### WHAT IS ASKED
Copy out the records below with every "petal" changed to "leaf", leaving all other text untouched.

### ROWS
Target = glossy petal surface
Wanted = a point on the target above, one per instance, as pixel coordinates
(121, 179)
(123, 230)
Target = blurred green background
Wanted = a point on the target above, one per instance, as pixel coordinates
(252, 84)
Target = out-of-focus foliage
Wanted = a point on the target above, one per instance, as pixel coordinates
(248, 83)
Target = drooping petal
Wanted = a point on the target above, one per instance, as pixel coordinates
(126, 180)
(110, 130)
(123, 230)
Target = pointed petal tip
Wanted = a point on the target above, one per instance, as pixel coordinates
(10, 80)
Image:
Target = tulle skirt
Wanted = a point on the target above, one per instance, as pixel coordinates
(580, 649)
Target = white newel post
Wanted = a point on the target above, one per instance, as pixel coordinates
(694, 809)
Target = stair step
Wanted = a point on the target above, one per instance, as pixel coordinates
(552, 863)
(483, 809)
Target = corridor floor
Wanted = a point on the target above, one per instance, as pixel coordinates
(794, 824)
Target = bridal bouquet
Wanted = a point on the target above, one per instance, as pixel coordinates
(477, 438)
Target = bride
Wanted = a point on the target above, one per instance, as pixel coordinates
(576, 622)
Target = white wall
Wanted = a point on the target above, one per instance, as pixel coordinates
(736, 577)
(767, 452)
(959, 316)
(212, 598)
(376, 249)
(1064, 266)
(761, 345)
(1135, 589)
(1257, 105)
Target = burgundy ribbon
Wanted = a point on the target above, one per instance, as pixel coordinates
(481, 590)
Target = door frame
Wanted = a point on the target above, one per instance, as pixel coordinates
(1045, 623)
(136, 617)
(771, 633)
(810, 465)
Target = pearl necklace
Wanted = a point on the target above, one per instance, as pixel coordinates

### FINAL RESULT
Target = glossy leaf surface
Wanted = a point on the target above, one per instance, as pixel coordinates
(121, 179)
(123, 230)
Target = blurred green background
Wanted = a point on the target above, one per instance, as pixel coordinates
(252, 84)
Target = out-of-focus foliage
Wanted = a point on the target above, one per instance, as pixel coordinates
(248, 83)
Target = drooping leaf
Wanted = a point on the target above, one per instance, as pixel coordinates
(126, 180)
(110, 130)
(123, 230)
Target = pointed leaf tip
Wanted = a point on the target above, one per instance, as pixel coordinates
(10, 80)
Image:
Target = tulle skirt
Wanted = a point on the target above, one per instance, as pixel coordinates
(580, 649)
Target = white newel post
Wanted = a point on the target above, one per instance, as pixel coordinates
(694, 809)
Target = stair step
Wanted = a point on the target above, one per instance, as pixel coordinates
(552, 863)
(483, 809)
Target = corridor floor
Wanted = a point on the target above, one per instance, as pixel coordinates
(794, 824)
Target = bridal bouquet
Wanted = a point on the target above, one per instance, as pixel coordinates
(477, 438)
Target = bride
Wanted = a point on the target above, one per instance, as pixel coordinates
(576, 622)
Target = white wall
Wanted = a point on the target above, one per instance, as pixel coordinates
(736, 577)
(767, 452)
(959, 316)
(212, 598)
(376, 249)
(1064, 266)
(761, 345)
(1135, 589)
(1257, 105)
Target = burgundy ribbon
Wanted = a point on the target above, one per instance, as pixel coordinates
(481, 590)
Target = door frame
Wanted = a point on the target above, one per instance, as pixel coordinates
(1045, 623)
(136, 617)
(771, 633)
(810, 465)
Target = pearl necklace
Wanted = a point on the target above, one per instance, as pixel coordinates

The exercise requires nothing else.